◆ Problem to work on: Please gather every line below that contains the string "black". Case counts.

◆ Records supplied:
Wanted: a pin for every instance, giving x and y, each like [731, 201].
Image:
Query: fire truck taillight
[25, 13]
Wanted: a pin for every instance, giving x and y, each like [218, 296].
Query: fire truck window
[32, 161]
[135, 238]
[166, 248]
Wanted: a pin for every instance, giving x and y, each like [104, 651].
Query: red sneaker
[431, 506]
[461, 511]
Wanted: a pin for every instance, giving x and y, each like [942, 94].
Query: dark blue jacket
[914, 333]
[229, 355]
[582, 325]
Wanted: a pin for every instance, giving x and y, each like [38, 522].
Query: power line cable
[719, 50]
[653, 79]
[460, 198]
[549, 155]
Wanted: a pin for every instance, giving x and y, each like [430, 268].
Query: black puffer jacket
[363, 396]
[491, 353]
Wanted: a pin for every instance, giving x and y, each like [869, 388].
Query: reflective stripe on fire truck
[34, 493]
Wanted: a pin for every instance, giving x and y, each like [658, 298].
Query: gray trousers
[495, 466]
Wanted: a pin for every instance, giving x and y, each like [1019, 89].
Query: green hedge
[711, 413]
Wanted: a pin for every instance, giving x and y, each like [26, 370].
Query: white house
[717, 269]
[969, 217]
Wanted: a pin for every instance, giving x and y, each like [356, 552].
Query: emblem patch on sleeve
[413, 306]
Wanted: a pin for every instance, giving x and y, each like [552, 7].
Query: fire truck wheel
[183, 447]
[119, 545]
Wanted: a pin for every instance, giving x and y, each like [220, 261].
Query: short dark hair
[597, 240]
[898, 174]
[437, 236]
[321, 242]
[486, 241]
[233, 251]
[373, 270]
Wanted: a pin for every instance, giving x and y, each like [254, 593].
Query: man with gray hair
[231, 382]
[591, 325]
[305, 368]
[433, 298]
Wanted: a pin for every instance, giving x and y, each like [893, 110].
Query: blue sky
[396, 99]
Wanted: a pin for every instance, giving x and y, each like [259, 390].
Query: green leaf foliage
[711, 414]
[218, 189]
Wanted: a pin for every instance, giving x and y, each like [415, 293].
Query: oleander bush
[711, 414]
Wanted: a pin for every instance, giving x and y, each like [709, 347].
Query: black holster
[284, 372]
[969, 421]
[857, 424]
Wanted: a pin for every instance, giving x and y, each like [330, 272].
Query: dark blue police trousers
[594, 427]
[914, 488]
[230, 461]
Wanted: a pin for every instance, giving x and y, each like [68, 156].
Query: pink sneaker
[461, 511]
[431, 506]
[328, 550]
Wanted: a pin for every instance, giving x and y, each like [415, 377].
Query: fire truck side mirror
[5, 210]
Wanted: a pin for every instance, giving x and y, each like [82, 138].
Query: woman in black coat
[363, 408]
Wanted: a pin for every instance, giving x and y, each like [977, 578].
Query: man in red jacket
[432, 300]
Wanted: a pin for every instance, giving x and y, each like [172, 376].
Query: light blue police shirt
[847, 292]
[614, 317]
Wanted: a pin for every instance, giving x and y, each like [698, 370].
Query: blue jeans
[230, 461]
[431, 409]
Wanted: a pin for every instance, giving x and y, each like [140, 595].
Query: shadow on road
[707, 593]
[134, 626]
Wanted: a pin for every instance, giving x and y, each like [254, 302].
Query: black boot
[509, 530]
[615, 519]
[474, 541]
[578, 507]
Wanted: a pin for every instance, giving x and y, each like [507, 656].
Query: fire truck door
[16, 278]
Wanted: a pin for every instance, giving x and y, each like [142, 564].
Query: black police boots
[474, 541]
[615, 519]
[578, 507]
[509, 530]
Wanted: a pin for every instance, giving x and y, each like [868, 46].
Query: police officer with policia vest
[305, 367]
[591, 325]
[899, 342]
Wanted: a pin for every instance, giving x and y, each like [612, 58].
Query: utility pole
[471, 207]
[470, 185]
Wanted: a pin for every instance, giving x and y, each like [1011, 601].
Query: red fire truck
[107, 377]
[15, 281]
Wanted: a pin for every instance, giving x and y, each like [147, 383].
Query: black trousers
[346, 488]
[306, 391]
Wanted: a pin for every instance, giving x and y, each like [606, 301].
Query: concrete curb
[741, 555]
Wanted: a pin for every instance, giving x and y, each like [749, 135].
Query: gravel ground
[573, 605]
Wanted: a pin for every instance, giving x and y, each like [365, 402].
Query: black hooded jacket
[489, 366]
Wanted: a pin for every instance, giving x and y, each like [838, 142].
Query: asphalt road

--

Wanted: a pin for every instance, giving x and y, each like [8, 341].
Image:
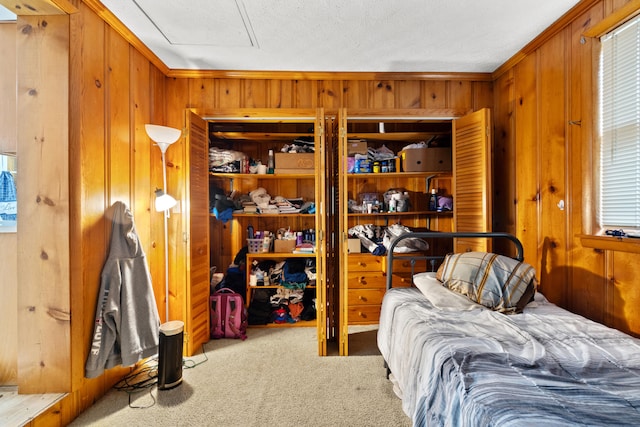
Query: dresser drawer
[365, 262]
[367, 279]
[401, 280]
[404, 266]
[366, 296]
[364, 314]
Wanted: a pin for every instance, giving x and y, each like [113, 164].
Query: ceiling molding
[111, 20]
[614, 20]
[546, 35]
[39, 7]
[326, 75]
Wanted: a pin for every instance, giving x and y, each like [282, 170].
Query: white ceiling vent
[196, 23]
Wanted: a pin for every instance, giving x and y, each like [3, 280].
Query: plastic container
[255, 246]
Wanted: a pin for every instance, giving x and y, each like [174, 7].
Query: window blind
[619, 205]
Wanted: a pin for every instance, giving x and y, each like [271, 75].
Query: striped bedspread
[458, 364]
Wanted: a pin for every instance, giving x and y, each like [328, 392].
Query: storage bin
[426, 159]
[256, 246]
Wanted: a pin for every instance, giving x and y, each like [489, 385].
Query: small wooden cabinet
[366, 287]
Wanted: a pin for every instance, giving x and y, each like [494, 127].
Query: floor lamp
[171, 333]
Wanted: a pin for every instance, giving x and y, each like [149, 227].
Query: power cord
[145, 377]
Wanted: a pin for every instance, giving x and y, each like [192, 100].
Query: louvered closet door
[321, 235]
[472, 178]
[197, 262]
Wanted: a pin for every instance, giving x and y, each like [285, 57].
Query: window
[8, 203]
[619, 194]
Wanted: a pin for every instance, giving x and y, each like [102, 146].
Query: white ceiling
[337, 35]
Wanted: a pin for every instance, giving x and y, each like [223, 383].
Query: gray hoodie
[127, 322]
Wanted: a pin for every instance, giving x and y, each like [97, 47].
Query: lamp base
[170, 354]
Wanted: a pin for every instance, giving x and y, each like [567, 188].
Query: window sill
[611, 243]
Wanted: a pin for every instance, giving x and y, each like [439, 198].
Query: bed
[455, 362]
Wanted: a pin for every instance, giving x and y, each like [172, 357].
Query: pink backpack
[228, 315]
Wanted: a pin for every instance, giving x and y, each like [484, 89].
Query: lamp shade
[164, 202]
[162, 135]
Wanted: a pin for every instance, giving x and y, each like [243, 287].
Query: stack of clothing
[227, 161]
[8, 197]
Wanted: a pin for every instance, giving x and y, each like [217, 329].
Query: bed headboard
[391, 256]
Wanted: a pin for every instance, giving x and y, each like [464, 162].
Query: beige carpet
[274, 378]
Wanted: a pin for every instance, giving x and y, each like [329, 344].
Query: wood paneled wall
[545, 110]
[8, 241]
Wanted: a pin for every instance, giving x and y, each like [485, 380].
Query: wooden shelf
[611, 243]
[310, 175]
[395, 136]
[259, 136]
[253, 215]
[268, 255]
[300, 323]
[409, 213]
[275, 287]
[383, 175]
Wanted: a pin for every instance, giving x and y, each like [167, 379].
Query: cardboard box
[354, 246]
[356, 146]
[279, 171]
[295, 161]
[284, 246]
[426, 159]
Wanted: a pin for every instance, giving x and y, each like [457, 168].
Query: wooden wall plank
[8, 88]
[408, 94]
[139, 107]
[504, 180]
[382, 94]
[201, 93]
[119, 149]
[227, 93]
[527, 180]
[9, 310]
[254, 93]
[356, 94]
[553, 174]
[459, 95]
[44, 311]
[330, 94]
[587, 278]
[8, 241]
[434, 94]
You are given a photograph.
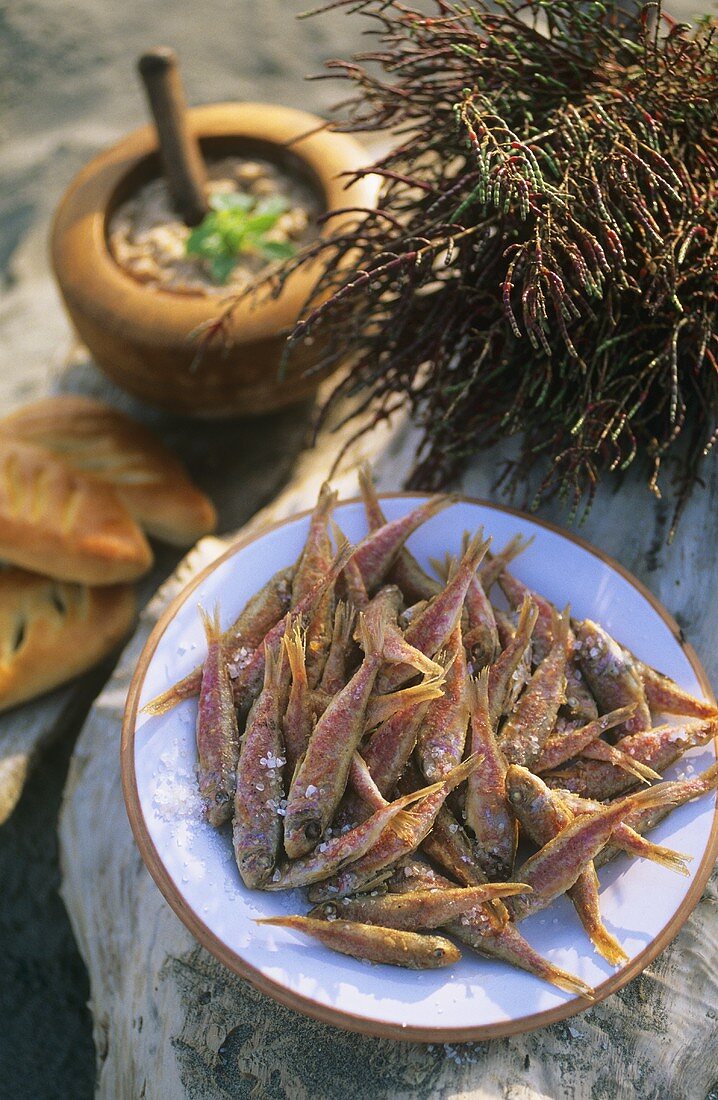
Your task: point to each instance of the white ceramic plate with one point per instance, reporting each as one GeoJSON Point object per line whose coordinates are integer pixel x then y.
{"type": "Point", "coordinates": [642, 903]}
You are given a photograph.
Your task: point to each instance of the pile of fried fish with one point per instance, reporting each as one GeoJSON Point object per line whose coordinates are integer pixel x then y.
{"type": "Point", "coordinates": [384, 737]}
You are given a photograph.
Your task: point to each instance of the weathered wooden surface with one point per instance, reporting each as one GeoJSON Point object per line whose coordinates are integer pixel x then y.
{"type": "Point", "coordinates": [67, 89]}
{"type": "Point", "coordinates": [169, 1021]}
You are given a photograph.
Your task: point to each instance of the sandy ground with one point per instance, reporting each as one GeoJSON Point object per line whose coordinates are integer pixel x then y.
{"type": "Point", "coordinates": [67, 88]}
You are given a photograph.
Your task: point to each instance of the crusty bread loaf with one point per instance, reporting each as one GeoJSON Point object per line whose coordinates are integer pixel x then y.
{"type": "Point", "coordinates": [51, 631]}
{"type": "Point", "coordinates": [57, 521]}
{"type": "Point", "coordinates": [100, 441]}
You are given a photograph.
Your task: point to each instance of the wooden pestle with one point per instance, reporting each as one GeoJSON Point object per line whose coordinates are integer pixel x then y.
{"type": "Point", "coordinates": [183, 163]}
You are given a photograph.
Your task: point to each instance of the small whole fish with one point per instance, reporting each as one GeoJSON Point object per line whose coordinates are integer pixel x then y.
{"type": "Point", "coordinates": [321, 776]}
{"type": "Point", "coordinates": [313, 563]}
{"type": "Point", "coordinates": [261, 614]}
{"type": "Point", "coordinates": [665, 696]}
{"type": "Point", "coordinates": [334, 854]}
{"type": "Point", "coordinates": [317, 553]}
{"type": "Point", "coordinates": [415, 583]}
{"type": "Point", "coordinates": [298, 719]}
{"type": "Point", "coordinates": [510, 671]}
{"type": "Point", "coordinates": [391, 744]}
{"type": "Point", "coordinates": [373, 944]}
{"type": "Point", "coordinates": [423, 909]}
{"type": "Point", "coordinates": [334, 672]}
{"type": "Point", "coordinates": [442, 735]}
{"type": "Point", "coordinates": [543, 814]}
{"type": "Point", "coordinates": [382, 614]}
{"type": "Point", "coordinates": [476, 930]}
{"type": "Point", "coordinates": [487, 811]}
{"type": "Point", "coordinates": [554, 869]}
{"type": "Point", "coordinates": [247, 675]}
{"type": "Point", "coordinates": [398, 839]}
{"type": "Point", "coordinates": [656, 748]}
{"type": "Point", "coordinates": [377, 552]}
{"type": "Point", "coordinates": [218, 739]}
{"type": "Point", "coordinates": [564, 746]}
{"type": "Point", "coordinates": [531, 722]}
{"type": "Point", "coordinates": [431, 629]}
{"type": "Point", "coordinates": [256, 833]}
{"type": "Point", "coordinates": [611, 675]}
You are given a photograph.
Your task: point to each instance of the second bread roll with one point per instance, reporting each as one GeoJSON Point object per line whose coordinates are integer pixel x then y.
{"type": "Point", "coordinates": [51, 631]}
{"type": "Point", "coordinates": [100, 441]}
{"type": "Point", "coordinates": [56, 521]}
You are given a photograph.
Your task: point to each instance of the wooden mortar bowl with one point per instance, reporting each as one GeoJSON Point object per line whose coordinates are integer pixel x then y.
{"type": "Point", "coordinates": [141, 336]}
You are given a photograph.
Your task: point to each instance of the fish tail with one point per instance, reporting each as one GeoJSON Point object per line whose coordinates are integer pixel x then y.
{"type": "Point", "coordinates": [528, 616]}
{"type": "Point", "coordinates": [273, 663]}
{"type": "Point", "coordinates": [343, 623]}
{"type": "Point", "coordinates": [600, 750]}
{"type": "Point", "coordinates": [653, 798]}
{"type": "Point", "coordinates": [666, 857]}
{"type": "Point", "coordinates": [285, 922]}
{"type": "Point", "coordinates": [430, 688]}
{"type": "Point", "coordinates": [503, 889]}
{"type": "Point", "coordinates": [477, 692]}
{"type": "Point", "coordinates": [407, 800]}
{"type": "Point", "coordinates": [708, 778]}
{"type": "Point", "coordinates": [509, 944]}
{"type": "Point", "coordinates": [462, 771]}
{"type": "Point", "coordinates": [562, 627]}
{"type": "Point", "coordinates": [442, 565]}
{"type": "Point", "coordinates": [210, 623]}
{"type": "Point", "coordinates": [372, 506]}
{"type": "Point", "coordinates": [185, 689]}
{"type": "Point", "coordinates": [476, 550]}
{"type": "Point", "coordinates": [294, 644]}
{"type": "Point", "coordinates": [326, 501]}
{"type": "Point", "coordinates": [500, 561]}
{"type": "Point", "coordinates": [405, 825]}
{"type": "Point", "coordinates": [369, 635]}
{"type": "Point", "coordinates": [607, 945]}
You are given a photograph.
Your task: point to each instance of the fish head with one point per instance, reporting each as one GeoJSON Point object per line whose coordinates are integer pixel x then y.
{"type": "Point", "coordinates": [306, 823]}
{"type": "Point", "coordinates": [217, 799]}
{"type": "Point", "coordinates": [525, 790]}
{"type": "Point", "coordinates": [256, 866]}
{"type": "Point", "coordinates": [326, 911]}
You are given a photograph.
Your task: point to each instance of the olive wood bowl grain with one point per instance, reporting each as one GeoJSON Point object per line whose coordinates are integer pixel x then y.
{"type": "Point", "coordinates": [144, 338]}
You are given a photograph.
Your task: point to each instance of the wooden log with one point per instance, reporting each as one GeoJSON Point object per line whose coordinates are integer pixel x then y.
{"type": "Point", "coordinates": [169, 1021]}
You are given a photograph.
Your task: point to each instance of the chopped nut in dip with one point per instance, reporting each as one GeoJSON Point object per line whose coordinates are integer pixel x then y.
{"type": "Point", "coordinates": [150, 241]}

* * *

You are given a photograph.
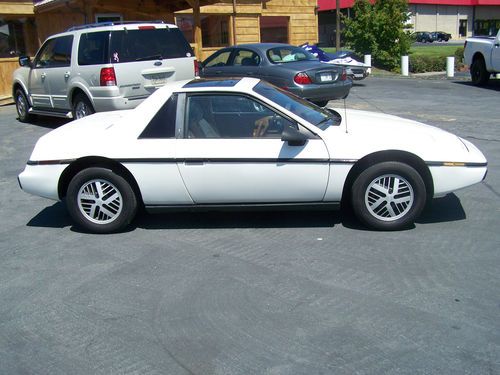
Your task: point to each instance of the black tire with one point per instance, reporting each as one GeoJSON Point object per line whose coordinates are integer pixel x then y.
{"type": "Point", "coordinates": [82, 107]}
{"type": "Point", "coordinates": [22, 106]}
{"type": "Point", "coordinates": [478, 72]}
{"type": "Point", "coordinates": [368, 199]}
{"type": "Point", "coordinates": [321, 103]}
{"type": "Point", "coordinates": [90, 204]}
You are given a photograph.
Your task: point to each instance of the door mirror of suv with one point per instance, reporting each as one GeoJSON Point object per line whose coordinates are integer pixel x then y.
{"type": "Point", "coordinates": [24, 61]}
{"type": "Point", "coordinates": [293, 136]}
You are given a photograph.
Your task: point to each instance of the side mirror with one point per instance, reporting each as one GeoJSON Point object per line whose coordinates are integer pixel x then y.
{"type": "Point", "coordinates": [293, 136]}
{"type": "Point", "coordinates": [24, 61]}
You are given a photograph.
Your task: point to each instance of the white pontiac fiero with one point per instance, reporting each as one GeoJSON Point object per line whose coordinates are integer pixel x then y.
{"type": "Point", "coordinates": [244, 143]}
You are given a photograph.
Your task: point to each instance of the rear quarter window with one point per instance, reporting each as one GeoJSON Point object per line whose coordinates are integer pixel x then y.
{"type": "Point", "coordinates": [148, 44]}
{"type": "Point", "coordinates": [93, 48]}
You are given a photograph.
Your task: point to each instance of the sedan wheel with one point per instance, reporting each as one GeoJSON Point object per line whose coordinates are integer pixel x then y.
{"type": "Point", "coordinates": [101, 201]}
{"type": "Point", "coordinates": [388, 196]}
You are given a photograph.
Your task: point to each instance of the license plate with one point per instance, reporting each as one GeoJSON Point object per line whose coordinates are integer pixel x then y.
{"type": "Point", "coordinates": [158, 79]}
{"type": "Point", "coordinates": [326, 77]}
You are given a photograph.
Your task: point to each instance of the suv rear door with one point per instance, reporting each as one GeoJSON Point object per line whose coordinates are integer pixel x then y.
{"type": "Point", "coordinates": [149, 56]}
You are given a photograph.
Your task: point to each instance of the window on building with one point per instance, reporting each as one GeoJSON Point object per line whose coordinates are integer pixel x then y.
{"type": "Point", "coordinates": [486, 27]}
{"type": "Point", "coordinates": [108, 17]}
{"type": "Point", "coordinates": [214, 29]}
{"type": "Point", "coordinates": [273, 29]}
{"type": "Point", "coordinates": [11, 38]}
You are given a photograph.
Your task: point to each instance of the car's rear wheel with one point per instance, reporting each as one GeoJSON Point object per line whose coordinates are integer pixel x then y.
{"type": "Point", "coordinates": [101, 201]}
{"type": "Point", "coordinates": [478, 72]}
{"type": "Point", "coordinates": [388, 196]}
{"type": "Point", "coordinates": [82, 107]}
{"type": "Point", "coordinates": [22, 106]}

◆ The response:
Query: black puffer jacket
Query: black holster
Query: woman in black coat
Query: black boot
Query: black police boots
Query: black trousers
Query: black hooded jacket
Your task: point to each instance of the black tire with one point per instance, reporting each as one GeoJSON Point object per line whose coordinates are integer pixel x then y.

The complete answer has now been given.